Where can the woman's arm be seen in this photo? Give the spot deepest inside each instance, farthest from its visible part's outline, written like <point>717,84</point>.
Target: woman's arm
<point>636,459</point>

* * * * * * *

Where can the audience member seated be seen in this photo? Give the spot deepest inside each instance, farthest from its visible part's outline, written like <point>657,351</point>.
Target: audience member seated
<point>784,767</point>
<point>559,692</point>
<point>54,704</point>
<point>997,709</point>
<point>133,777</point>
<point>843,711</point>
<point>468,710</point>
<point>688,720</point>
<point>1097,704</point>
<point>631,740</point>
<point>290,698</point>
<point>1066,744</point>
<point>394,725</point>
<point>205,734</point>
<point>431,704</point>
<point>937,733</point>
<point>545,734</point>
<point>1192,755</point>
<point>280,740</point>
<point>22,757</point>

* * * * * * *

> The task
Copy the lines from the line with "Where can the audience" up to and including the line with "<point>843,711</point>", swapping "seated" for "sitting" and keeping everything else the same. Give only those lines.

> Response for this exercise
Where can the audience member sitting be seen in this photo? Give the spot deepest inside each instance, farthest from its visible part's outline, written like <point>657,351</point>.
Target: audience member sitting
<point>784,767</point>
<point>559,692</point>
<point>54,704</point>
<point>997,709</point>
<point>133,777</point>
<point>843,711</point>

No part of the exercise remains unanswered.